A run of records:

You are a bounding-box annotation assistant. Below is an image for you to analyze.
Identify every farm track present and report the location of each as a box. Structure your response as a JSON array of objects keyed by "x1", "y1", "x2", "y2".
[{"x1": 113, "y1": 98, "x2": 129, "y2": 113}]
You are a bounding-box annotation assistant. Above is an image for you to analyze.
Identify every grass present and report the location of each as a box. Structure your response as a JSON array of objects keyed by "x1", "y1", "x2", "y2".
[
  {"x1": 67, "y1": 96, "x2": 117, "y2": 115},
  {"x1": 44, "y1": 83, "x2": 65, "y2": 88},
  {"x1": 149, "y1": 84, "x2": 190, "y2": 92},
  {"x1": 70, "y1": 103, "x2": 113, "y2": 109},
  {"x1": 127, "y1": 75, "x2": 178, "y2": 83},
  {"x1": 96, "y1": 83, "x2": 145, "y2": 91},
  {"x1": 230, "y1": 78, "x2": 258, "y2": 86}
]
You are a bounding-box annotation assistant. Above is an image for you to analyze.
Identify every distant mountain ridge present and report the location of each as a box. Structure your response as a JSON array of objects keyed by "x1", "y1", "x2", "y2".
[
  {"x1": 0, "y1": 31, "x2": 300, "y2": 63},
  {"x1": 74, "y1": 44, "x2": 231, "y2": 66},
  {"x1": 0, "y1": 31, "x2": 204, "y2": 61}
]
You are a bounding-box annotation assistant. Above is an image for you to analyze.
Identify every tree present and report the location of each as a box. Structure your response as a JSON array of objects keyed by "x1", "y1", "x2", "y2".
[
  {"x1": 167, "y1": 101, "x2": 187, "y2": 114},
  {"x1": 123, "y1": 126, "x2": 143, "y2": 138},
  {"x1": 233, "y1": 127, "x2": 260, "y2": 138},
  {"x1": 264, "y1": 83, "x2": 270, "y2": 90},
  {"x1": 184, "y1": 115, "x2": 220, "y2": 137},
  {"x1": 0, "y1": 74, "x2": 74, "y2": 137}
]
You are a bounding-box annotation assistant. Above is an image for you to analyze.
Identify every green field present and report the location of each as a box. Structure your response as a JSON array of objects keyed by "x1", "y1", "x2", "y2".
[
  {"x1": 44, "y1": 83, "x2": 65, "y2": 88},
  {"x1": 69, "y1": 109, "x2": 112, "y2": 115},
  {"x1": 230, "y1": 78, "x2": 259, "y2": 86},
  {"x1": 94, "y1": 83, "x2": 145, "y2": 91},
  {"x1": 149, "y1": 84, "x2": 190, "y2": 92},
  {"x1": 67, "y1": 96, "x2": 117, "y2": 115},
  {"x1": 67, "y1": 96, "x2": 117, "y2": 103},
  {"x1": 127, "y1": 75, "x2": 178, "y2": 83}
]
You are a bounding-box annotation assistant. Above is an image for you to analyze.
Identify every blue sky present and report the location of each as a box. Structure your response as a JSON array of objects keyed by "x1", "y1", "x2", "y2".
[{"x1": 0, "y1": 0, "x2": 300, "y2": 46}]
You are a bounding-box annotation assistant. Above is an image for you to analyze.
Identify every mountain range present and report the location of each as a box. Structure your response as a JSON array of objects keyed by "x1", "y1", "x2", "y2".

• WHAT YOU WILL DO: Tally the lines above that contain the string "mountain", with case counting, and reply with only the number.

• FULL SOLUTION: 2